(Instructions for the task)
Which lines in the material below contain the string "costume"? Gather each of them and copy it out.

Object location annotation material:
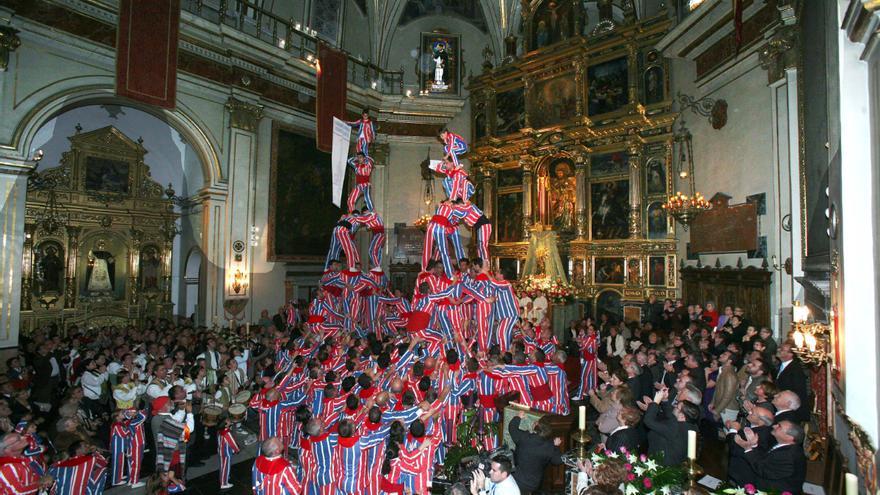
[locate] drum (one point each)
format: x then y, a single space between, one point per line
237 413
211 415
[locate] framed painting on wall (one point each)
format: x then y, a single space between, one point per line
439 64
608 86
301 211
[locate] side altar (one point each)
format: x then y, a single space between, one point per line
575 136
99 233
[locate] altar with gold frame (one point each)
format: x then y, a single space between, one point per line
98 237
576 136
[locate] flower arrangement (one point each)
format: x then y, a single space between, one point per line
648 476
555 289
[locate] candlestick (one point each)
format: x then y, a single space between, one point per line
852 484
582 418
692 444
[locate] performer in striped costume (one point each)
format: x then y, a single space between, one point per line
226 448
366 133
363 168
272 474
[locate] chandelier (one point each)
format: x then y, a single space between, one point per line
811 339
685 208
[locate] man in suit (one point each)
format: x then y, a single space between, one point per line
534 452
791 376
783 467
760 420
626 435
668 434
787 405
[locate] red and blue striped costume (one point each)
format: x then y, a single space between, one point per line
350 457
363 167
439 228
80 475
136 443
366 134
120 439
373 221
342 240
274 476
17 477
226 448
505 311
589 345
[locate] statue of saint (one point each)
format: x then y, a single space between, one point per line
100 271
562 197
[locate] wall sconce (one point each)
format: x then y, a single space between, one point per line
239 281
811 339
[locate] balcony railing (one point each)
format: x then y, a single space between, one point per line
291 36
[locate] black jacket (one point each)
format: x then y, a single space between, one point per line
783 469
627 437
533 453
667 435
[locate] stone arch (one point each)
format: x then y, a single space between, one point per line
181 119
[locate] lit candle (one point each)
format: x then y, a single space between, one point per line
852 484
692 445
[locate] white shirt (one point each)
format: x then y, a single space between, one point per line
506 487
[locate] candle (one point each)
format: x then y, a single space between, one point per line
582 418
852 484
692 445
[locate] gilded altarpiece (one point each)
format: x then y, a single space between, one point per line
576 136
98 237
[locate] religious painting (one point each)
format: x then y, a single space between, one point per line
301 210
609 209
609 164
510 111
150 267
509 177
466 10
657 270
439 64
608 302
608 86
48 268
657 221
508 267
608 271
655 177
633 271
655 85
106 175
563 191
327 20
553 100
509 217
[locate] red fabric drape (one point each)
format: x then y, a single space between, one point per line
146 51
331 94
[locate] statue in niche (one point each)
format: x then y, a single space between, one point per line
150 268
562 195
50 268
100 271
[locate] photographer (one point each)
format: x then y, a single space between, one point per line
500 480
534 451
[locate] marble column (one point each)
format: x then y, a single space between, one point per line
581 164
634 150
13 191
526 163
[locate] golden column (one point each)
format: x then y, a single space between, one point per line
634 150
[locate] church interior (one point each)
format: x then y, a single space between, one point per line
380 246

--

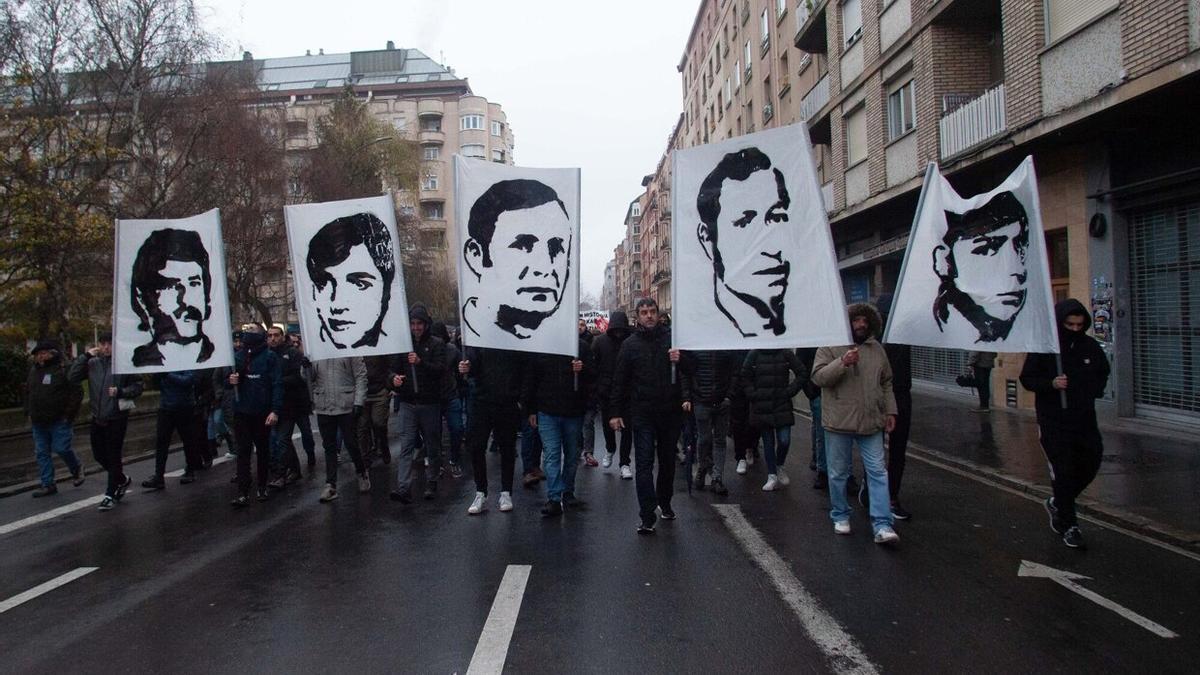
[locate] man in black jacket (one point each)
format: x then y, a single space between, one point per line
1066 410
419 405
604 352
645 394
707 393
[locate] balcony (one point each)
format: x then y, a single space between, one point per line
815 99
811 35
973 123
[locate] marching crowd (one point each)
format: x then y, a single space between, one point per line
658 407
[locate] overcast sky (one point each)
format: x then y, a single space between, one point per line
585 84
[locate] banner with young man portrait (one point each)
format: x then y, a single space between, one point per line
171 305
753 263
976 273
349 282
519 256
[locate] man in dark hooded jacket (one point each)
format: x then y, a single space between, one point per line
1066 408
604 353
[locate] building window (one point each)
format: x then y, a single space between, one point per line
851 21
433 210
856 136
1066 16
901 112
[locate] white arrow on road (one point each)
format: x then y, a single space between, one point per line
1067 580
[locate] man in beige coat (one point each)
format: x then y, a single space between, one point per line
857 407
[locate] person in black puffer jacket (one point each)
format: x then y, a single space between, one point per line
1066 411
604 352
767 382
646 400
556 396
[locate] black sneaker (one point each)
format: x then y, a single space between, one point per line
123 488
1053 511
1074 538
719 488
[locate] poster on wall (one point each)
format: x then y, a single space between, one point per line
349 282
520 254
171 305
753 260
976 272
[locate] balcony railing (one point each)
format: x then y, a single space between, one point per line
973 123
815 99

(Written answer)
[locate] performer in striped costume (one point each)
[locate] red and blue striped costume (one point each)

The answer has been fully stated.